***** GIVEN RECORDS *****

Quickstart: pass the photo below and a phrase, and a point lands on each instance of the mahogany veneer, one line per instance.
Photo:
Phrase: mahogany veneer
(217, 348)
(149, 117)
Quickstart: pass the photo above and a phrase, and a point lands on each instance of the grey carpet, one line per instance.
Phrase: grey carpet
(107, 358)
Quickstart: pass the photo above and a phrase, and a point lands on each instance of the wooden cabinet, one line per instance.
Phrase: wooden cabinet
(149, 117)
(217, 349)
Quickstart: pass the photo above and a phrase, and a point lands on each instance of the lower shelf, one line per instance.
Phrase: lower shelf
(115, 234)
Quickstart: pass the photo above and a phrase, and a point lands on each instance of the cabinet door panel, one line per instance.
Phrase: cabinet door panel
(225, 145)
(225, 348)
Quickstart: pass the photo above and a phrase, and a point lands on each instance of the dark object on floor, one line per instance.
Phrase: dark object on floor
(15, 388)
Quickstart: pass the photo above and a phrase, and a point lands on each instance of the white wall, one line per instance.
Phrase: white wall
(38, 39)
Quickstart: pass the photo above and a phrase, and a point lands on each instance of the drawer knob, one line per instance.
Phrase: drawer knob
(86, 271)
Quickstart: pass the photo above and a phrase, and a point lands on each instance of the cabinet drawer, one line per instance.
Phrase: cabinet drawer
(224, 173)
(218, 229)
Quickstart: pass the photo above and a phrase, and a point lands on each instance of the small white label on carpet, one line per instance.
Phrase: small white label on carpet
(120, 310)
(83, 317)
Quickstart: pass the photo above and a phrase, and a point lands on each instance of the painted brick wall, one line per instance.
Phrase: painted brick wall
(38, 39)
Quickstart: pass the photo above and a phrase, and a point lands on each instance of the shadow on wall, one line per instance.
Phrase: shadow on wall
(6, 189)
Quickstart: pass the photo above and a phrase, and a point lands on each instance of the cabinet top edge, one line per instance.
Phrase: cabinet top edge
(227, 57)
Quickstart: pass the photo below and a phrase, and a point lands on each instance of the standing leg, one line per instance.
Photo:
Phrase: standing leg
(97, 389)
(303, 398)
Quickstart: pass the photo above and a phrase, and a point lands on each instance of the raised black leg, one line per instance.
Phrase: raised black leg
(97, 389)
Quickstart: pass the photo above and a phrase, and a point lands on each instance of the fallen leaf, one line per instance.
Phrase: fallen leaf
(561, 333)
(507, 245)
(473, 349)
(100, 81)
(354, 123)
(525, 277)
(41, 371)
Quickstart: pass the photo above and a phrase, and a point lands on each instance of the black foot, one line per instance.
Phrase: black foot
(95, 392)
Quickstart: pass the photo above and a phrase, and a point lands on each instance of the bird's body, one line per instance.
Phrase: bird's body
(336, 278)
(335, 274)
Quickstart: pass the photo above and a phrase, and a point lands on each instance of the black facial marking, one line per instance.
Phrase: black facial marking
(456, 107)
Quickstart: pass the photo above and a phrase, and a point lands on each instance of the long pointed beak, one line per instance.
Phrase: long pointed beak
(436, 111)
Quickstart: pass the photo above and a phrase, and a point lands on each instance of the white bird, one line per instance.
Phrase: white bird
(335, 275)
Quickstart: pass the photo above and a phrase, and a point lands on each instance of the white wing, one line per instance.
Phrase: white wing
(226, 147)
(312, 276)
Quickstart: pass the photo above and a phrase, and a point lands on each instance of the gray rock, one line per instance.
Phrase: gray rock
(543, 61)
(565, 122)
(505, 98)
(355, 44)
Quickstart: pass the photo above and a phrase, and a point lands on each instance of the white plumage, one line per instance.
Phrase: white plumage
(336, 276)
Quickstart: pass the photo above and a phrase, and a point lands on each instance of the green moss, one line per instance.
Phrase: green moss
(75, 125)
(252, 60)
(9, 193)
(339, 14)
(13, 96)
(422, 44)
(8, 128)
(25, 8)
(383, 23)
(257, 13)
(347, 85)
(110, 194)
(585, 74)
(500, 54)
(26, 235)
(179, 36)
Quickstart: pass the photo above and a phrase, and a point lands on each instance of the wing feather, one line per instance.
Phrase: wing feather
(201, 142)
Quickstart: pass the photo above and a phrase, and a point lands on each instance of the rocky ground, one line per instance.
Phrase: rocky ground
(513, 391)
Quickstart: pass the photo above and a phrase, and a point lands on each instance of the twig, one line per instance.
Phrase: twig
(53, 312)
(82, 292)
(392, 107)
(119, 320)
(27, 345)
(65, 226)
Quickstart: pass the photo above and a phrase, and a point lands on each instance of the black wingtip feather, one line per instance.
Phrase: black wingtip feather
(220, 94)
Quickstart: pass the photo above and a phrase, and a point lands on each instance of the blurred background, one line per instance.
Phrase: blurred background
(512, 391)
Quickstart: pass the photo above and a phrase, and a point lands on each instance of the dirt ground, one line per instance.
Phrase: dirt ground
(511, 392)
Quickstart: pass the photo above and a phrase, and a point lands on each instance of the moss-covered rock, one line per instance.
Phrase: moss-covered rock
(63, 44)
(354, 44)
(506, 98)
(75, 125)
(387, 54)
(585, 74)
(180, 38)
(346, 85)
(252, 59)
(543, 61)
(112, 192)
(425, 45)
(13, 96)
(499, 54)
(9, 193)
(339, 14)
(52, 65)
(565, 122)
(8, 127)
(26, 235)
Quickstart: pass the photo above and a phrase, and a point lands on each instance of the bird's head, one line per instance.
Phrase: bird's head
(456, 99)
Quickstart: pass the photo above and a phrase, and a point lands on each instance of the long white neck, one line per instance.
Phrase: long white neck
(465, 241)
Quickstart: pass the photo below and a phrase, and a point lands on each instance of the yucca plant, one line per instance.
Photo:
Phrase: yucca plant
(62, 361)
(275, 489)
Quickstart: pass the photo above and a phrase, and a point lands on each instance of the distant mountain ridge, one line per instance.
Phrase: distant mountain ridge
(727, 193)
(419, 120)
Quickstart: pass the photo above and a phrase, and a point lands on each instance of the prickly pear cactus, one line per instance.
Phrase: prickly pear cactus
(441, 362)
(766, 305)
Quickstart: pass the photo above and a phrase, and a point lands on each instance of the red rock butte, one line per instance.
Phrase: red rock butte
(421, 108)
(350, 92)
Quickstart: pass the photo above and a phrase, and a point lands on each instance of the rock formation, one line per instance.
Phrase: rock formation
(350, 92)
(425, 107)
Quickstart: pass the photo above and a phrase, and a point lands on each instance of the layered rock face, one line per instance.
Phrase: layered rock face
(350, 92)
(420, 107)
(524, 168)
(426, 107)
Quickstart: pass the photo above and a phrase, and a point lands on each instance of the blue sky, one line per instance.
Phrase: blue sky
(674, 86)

*****

What is needed is an exact restatement of every record above.

Quickstart: pass the photo below and a phrase, and a point lands on each instance of the mahogany veneer, one line per instance.
Photo:
Phrase: mahogany veneer
(217, 348)
(149, 117)
Quickstart: pass the photo above and a phrase, and a point lands on each instance of the grey carpet, one line per instance.
Phrase: grey carpet
(107, 358)
Quickstart: pass the photo above and a phrase, and a point lands on each instance of the wooden cabinet, one line per instance.
Phrase: wooden cabinet
(149, 117)
(217, 349)
Quickstart: pass the photo above and a phrase, and a point lands on each instance of the lower shelf, one line per instance.
Phrase: lower shelf
(115, 234)
Quickstart: pass the photo above and a phrase, and a point lands on each instance of the cabinet door panel, one line per instance.
Phrase: cabinet door panel
(225, 145)
(225, 348)
Quickstart: pass the photo above and a phrase, and a point lands on each instance of the dark object on floor, one line per instance.
Phrase: dark object on floor
(15, 388)
Quickstart: pass the photo above and a phrase, and a point lands on each instance of the white wall, one line per instance.
Phrase: white wall
(38, 39)
Quickstart: pass the photo above and a phrase, and a point lands on each instance of the drawer knob, one line per instance.
Phrase: drawer knob
(86, 271)
Quickstart: pass the photo above and a phrase, and a point lands on each instance of the cabinet drawer, one line per instance.
Phrase: cabinet drawer
(224, 173)
(218, 229)
Quickstart: pass the photo above and a phrase, and a point lands on each instance of the small white label on carpet, one line per instance.
Phrase: small white label on carpet
(120, 310)
(83, 317)
Quickstart: pass the photo above and a phrase, and a point lands on each instance of the painted brick wall, one line per instance.
Phrase: painted brick wall
(38, 39)
Quickstart: pass the photo above and a phrase, and a point lands on each instance of the shadow on wall, one line per instance.
Phrase: shadow on wall
(6, 189)
Quickstart: pass the photo above and a phrase, and a point lands on each instance of the cabinet top edge, one line per instance.
Phrase: cabinet top edge
(227, 57)
Quickstart: pass the photo below and a phrase, and a point lands on each instance of the standing leg, one line per instance.
Photo:
Phrase: standing leg
(97, 389)
(303, 398)
Quickstart: pass the photo above and a phrase, and a point lands on each instance of the raised black leg, one line per instance.
Phrase: raised black leg
(97, 389)
Quickstart: pass the photo above and a phrase, and a point lands on each instance of the fallen leaf, one line per instance.
Phrase: fallen leaf
(561, 333)
(507, 245)
(473, 349)
(100, 81)
(354, 123)
(525, 277)
(41, 371)
Quickstart: pass the photo above and a phrase, and a point lands on each instance of the black foot, one line per instance.
Phrase: black foot
(95, 392)
Quickstart: pass the photo above and a phrase, and a point lands on each instance of the bird's body, one line per instance.
Phrase: bird's body
(336, 278)
(335, 274)
Quickstart: pass the photo above and a phrase, and a point lands on each instance of the black facial marking, one line per instance.
Phrase: black facial marking
(456, 107)
Quickstart: pass the photo above and a phrase, and a point lands on each instance of the long pointed beak, one line per instance.
Phrase: long pointed beak
(436, 111)
Quickstart: pass the photo above and a phrase, and a point lands on each instance of the white bird, one line per instance.
Phrase: white bird
(335, 275)
Quickstart: pass the photo above and a phrase, and a point lands on each instance of the white wing, one line per instance.
Phrase: white wing
(226, 147)
(312, 276)
Quickstart: pass the photo above and a phrase, and a point lands on each instance of the gray rock, one line per instance.
Phrase: gray rock
(543, 61)
(565, 122)
(505, 98)
(355, 44)
Quickstart: pass the photo above and a phrase, and a point lands on each instance of the white plumage, one line per instance.
Phrase: white plumage
(336, 276)
Quickstart: pass the photo above and a phrase, and a point lands on each instance of the green moss, one line per instance.
Phrase: green moss
(75, 125)
(252, 60)
(9, 193)
(339, 14)
(13, 96)
(422, 44)
(8, 128)
(25, 8)
(383, 23)
(257, 13)
(347, 85)
(110, 194)
(585, 74)
(500, 54)
(26, 235)
(179, 36)
Quickstart: pass the photo above and a phrase, and a point lands on each instance of the wing feather, one line per instance.
Phrase: wing feather
(201, 142)
Quickstart: pass the photo above and a phrase, and a point lands on each instance of the rocky ground, one line per instance.
Phrase: rocky ground
(513, 391)
Quickstart: pass the photo above and a phrase, and a point lands on each instance of the twig, one line per instance.
Phrase: twig
(53, 312)
(82, 292)
(392, 107)
(119, 320)
(27, 345)
(65, 226)
Quickstart: pass the photo above and a phrase, and a point lands on each instance of the black wingtip feather, one line per instance.
Phrase: black wingtip feather
(220, 94)
Quickstart: pass the photo above and a phrase, and a point lands on each instance of the blurred background, one line per instance.
Phrase: blurred background
(512, 391)
Quickstart: pass the photo above and a phrase, and a point lands on each instance of the dirt ground, one line per instance.
Phrase: dirt ground
(511, 392)
Quickstart: pass the photo above and a phrase, and a point lands on each instance of the moss-covered rock, one line per instance.
Phrase: moss-covered rock
(63, 44)
(354, 44)
(506, 98)
(75, 125)
(387, 54)
(585, 74)
(180, 38)
(346, 85)
(252, 59)
(543, 61)
(112, 192)
(425, 45)
(13, 96)
(499, 54)
(9, 193)
(339, 14)
(52, 65)
(565, 122)
(8, 127)
(26, 235)
Quickstart: pass the photo above and a phrase, and a point lands on each instance of the bird's head, one line per instance.
Phrase: bird's head
(456, 99)
Quickstart: pass the photo above and a phrase, and a point lands on each instance of the long white neck, one line per instance.
Phrase: long white neck
(465, 241)
Quickstart: pass the photo below and a phrase, and a point lands on each instance of the yucca plant, one line per instance.
Photo:
Phrase: yucca plant
(62, 361)
(275, 489)
Quickstart: pass the photo above and a phrase, and a point lands on each instance of the distant mountain ridge, one line per instance.
Phrase: distant mountain ridge
(727, 193)
(419, 120)
Quickstart: pass the photo above and a phrase, and a point lands on each instance of the prickly pear cactus, one line per instance.
Phrase: prickly pear cactus
(441, 362)
(766, 305)
Quickstart: pass the photo above and a phrase, and a point lands on each instance of the red rock butte, one line per instance.
Phrase: red rock butte
(421, 108)
(350, 92)
Quickstart: pass the photo above and a phrase, and a point lands on each instance of the rock formation, one line per instance.
Phrase: rock formation
(350, 92)
(425, 107)
Quickstart: pass the photo above and a phrase, and a point lands on each instance of the layered rock face, one line per instance.
Phrase: layered rock face
(350, 92)
(420, 107)
(524, 168)
(426, 107)
Quickstart: pass the photo above and a phrase, and a point lands on each instance of the blue sky, one line per instance.
Phrase: blue sky
(674, 86)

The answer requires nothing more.